GIVEN DATA:

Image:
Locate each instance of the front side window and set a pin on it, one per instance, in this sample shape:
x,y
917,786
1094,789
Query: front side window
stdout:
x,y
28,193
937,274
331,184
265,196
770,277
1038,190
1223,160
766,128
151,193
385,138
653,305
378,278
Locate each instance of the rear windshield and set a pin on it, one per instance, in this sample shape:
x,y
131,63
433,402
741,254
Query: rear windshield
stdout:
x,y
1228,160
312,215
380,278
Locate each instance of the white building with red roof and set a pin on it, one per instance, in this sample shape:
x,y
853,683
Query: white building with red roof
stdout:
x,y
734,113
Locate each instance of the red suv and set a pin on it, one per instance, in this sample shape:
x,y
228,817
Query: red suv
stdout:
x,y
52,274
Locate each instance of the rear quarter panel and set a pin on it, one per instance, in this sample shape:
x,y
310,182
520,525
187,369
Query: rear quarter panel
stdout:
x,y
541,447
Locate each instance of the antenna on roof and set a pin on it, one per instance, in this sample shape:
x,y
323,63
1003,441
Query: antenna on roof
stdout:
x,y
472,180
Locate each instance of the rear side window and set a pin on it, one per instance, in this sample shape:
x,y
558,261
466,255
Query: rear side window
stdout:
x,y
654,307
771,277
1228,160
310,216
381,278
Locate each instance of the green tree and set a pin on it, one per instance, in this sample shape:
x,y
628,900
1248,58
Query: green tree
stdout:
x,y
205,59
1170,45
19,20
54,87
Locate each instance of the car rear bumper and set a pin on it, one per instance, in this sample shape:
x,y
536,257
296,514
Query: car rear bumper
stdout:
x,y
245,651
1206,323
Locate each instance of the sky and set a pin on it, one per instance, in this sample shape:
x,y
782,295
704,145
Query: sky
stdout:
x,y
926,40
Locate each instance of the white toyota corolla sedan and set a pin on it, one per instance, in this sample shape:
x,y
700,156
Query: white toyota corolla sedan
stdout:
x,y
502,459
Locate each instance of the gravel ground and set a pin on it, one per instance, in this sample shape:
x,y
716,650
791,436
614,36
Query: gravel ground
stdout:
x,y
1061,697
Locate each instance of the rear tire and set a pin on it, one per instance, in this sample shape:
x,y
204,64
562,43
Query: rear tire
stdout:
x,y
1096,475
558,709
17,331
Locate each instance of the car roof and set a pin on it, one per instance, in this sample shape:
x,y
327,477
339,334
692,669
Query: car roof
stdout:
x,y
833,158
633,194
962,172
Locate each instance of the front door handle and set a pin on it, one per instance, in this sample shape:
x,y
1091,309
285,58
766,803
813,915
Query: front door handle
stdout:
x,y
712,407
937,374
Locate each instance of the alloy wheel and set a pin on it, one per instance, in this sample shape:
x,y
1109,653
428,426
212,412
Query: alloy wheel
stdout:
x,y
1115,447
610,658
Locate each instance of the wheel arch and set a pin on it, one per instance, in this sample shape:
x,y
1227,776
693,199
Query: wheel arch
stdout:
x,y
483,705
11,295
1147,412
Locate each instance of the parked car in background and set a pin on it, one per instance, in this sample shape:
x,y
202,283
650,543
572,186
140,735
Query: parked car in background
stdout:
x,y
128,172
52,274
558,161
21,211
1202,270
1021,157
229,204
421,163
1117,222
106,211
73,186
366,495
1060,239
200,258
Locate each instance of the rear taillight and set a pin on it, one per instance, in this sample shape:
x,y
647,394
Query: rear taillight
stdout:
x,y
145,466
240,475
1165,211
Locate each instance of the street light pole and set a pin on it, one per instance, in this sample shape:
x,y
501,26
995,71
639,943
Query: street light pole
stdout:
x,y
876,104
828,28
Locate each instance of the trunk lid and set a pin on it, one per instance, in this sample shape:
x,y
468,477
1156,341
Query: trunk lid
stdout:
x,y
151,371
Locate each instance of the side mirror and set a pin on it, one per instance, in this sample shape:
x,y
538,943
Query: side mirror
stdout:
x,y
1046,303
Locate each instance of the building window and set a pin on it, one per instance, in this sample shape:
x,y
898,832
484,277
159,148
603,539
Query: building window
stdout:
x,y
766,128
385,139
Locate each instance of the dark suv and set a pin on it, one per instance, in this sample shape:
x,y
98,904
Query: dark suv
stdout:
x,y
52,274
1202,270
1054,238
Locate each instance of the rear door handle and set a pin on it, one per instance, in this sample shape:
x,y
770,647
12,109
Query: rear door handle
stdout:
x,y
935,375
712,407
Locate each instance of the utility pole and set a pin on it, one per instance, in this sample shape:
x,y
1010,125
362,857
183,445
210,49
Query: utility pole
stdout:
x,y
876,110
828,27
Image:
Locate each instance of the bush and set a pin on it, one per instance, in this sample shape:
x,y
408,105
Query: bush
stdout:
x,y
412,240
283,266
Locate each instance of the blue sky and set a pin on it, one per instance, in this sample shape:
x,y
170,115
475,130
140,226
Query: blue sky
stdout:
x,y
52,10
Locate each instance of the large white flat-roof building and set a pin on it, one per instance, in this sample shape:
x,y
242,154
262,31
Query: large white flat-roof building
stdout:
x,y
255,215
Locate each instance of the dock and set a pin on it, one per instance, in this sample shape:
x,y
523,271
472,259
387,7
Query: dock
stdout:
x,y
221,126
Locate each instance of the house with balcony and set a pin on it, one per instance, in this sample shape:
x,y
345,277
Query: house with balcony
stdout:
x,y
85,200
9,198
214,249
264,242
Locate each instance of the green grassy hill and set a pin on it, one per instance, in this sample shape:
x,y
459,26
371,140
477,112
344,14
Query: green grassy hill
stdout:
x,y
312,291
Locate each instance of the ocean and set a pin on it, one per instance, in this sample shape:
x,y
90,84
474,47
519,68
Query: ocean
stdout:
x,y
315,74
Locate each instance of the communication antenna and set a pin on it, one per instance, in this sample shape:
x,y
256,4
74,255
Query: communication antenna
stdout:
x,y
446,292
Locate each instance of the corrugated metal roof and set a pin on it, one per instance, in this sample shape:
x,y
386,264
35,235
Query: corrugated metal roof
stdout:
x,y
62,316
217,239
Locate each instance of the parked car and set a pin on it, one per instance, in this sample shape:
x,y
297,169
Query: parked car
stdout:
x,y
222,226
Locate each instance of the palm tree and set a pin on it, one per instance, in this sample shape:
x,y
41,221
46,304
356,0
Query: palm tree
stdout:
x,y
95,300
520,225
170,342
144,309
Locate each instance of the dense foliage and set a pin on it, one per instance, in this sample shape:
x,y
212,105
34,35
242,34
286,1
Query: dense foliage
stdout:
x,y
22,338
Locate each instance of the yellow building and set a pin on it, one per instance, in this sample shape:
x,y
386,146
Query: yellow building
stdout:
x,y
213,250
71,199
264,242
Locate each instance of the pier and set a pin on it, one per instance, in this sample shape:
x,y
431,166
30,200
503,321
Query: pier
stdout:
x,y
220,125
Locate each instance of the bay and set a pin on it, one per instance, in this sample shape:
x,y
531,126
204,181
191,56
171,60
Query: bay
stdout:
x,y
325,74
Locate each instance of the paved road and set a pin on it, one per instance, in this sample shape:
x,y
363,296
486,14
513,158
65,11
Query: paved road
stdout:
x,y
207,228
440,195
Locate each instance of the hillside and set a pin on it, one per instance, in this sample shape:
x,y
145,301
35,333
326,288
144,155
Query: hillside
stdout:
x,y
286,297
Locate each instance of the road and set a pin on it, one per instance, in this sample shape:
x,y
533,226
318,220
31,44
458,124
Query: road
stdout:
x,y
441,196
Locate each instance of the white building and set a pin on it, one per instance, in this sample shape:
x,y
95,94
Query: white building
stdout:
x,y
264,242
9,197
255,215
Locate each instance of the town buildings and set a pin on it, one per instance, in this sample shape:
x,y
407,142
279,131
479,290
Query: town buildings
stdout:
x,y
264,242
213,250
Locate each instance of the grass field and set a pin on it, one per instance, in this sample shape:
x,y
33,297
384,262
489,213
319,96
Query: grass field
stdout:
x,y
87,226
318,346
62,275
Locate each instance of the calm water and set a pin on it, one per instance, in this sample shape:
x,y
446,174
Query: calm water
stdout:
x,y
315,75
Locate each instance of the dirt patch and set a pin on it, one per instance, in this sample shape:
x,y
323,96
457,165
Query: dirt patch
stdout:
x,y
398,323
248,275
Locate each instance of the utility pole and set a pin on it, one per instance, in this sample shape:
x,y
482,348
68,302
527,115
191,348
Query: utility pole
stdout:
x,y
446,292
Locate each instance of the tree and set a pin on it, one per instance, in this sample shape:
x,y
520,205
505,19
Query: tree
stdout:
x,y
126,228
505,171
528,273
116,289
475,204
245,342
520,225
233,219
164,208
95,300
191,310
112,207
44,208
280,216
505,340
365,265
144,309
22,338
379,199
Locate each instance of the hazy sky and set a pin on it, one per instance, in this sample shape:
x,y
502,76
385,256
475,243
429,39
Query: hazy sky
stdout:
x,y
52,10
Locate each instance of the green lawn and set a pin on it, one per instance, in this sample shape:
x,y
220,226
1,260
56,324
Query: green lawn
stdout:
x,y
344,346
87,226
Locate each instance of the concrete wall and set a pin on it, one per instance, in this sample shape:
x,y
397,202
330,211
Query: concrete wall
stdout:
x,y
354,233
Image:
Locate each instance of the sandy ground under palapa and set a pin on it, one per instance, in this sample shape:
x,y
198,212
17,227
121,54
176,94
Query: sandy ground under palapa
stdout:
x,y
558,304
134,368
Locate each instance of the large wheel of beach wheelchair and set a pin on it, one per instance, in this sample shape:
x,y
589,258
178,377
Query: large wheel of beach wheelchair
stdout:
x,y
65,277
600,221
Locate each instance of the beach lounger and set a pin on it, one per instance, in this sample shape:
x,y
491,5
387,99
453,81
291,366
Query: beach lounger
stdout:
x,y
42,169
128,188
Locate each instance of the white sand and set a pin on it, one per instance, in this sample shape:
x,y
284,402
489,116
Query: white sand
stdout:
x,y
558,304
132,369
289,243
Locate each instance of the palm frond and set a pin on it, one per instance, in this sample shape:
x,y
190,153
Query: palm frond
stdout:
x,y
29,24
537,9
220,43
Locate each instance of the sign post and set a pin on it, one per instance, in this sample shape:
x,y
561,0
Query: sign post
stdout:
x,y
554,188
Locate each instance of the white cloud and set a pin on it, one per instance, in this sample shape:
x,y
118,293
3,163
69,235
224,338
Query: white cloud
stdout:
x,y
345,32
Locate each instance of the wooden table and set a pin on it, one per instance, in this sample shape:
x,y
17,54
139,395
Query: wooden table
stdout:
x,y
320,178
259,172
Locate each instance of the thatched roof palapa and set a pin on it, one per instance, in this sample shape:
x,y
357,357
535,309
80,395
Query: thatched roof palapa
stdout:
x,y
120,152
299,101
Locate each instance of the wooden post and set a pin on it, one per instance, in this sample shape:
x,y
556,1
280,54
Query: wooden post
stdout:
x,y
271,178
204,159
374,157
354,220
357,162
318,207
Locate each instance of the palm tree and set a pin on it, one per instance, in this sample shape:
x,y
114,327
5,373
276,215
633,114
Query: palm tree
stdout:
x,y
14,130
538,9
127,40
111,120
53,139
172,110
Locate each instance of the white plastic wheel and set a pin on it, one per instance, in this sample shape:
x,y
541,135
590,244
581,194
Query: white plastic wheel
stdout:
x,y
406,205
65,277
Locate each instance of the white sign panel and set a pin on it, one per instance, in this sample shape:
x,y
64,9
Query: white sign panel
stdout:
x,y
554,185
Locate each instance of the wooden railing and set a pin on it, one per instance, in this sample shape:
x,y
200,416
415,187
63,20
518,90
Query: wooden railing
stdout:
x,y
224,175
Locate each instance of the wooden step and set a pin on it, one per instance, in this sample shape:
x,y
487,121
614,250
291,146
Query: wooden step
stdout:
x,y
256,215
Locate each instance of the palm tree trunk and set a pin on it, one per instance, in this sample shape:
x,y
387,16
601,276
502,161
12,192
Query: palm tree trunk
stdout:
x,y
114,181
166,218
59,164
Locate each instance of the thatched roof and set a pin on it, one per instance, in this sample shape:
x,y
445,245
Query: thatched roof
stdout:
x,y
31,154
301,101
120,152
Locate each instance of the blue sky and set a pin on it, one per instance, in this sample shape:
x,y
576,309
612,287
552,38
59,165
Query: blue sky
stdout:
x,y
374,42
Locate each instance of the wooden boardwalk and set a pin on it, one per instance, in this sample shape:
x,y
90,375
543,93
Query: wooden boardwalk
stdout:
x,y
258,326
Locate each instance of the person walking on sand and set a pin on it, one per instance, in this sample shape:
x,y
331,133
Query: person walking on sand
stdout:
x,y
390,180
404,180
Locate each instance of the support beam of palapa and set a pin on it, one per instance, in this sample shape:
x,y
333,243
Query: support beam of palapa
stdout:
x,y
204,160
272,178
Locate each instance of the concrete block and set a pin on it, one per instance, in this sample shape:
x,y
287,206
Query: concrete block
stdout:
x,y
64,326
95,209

TASK DETAILS:
Retype, exactly and only, the lines running from the one with "Locate each instance of the white plastic" through the final line of the listing above.

THE RESULT:
Locate each instance of the white plastic wheel and set a pin on it, one per instance, in this sample shape:
x,y
541,135
590,244
581,194
Query: white plastic wheel
stdout:
x,y
406,205
65,277
Locate each instance of the white sign panel and set a pin on it, one per instance, in this sample shape:
x,y
64,9
Query: white sign panel
stdout:
x,y
554,185
Locate each instance of the wooden railing and set a pin on it, one per instance, in this sample shape:
x,y
200,416
415,187
63,20
518,90
Query: wooden railing
stdout:
x,y
224,175
Locate each instance of the wooden step and set a pin on it, one per instance, in this sample shape:
x,y
487,121
614,250
291,146
Query: wooden step
stdout:
x,y
256,215
Locate each instance of the palm tree trunk and set a pin on it, one per instance, in this sample shape:
x,y
387,16
601,276
502,161
12,192
Query: palm tree trunk
stdout:
x,y
114,181
166,218
59,164
Locate each instance of the thatched roof and set a pin on it, one per instance, in this sample shape:
x,y
445,245
Query: thatched roof
stdout:
x,y
31,154
301,101
120,152
Locate each instance of the blue sky and set a pin on it, one per instance, in this sample shape:
x,y
576,309
612,287
552,38
59,165
Query: blue sky
stdout:
x,y
374,42
Locate each instance of the wooden boardwalk and set a pin on it, one per instance, in this sample shape:
x,y
90,375
543,93
Query: wooden boardwalk
stdout:
x,y
258,326
Locate each instance of the person walking on sand and set a pin on it, one per instance, in this sample shape:
x,y
331,133
Query: person walking on sand
stdout:
x,y
390,180
404,180
Locate each instance of the support beam of palapa and set a pin on it, one per instance, in this sample shape:
x,y
333,243
Query: support beam of palapa
stdout:
x,y
204,160
272,178
Locate each instance of the concrete block and set a pin on it, one per instance, in this sample shape:
x,y
287,206
Query: concrete block
stdout:
x,y
64,326
95,209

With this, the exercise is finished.